[Point annotation dataset records]

-*-*-

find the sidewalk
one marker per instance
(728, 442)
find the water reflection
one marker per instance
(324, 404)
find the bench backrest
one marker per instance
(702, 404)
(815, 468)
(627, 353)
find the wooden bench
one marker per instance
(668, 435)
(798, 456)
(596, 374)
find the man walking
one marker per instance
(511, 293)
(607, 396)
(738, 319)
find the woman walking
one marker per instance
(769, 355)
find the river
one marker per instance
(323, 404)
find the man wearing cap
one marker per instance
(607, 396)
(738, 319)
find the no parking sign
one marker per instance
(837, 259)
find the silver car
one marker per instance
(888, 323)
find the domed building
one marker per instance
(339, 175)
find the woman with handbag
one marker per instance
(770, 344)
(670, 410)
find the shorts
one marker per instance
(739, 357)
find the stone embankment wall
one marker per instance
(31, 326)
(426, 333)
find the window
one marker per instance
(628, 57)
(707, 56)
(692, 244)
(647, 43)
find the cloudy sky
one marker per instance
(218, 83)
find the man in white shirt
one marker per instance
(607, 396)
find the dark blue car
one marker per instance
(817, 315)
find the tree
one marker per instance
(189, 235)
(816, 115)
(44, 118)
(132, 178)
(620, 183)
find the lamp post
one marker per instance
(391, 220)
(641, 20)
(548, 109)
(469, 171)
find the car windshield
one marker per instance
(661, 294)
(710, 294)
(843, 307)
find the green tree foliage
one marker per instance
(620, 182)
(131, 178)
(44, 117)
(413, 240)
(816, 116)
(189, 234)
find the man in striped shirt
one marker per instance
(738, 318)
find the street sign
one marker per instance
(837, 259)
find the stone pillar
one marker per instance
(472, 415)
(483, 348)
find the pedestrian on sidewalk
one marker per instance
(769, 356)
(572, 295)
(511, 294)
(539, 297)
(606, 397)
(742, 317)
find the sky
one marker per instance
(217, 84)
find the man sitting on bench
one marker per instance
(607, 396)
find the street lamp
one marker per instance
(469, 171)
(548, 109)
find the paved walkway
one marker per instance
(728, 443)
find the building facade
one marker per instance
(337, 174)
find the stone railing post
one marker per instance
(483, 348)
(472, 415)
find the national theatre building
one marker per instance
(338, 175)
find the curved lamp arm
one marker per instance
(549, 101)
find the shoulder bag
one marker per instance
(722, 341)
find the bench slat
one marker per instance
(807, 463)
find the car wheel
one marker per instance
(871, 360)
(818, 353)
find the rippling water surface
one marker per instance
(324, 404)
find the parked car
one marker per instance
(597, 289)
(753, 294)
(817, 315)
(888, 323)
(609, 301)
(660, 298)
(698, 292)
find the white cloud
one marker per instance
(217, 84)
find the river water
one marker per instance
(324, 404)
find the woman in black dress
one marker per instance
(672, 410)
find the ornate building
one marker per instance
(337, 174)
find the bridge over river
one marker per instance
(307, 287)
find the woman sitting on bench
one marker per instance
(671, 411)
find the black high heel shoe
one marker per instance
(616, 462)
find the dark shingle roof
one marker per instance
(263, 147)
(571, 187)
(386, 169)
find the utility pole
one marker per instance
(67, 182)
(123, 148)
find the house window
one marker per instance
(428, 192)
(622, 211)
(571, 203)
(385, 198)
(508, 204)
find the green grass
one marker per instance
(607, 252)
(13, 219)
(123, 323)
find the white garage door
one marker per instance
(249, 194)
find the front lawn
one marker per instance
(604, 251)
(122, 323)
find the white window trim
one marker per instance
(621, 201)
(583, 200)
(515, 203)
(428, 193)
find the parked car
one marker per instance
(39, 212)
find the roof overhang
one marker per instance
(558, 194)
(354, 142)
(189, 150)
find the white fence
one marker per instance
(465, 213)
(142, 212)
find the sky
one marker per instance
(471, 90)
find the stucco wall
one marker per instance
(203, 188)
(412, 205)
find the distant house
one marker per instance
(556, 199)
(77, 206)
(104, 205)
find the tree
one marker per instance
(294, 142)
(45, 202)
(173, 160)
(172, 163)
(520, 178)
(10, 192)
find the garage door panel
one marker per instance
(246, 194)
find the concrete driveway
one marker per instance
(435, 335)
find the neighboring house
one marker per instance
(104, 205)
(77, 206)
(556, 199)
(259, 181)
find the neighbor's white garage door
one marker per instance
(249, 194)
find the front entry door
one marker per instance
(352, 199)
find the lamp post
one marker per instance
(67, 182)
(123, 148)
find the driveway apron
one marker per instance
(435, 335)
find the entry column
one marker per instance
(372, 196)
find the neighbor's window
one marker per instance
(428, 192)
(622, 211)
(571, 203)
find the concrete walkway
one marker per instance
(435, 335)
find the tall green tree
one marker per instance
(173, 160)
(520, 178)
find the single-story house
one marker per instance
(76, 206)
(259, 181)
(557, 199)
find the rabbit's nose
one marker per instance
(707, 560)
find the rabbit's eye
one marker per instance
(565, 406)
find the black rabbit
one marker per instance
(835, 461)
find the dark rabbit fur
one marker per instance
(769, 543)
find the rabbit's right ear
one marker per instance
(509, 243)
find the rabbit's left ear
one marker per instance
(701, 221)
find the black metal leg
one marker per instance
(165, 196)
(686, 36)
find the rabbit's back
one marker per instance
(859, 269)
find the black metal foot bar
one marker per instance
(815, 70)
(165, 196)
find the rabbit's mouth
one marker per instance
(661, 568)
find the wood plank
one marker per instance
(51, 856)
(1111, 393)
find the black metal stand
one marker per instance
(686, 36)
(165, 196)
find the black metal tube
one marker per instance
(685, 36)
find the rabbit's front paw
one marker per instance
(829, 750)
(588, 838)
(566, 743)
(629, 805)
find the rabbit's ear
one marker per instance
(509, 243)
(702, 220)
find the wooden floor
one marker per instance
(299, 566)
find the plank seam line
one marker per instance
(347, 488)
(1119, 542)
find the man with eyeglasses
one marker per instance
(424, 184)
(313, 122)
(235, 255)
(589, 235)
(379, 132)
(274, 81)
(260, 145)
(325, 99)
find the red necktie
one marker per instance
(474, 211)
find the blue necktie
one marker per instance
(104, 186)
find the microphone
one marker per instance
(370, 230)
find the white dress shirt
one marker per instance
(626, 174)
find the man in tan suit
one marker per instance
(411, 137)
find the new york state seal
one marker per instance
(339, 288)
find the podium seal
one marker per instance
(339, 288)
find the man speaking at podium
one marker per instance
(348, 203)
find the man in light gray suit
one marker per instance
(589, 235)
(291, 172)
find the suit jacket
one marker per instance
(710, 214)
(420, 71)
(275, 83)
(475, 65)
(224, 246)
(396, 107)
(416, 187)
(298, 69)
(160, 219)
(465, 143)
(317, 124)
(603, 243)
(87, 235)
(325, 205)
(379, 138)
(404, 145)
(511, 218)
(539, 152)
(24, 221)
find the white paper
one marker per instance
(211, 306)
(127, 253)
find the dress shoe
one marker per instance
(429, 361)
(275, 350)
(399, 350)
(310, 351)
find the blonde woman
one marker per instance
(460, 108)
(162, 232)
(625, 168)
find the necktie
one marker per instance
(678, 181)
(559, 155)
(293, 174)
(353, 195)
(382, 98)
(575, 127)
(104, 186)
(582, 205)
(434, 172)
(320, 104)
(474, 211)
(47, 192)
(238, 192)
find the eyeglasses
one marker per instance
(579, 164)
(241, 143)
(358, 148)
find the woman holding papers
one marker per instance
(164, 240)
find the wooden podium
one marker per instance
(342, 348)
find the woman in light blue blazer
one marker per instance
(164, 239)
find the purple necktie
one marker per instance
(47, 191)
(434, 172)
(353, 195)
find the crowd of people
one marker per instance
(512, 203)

-*-*-

Rewrite every line, from the one containing "find the woman holding papers" through the last line, keeping the wording lines unchanged. Multiply each point coordinate by 0.3 and round it to a whole number, rounding halves up.

Task output >>
find the woman holding papers
one marker per instance
(49, 72)
find the wooden podium
one marker per instance
(103, 104)
find the woman in light blue blazer
one marker per instance
(49, 72)
find the purple necktie
one marker per instance
(14, 57)
(130, 52)
(106, 59)
find the crowd of people
one marker per instance
(154, 61)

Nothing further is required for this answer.